* _Records for processing_
_ _ _ _
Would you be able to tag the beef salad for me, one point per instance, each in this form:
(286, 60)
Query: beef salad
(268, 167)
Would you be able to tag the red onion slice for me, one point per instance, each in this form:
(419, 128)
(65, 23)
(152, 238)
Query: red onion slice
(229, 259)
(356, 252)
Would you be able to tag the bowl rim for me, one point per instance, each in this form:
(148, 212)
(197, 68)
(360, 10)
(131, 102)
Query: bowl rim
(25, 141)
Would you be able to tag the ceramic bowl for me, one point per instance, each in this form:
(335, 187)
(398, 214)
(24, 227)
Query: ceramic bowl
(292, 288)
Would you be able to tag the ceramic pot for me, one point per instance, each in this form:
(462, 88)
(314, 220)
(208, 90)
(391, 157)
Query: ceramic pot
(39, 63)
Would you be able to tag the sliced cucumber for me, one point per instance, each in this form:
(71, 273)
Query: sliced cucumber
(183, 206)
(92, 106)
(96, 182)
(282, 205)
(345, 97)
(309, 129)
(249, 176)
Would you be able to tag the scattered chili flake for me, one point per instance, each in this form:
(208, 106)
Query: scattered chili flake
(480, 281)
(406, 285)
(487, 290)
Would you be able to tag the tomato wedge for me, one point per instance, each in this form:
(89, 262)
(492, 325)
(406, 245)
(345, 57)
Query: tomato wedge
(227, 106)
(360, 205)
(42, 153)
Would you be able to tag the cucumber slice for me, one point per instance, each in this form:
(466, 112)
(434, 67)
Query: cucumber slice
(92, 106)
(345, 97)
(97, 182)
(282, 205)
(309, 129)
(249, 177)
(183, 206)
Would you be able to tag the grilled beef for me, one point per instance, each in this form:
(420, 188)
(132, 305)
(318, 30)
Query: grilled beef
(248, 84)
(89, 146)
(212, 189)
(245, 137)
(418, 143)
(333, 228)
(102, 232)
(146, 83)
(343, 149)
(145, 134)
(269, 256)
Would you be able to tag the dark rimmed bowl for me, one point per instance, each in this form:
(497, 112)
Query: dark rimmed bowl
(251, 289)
_ _ _ _
* _Work instructions_
Copy out the material starting with the line containing "Would you be able to tag the dark" and going on through the end of it. Scale every answer coordinate by 0.35 and round to whole numbers, with halves rounded up, keeping all other lines unchanged.

* _Problem solution_
Would you be able to tag the dark rimmed bowl for me, one point per instance, each in this form:
(497, 112)
Query: dark rimmed bowl
(88, 101)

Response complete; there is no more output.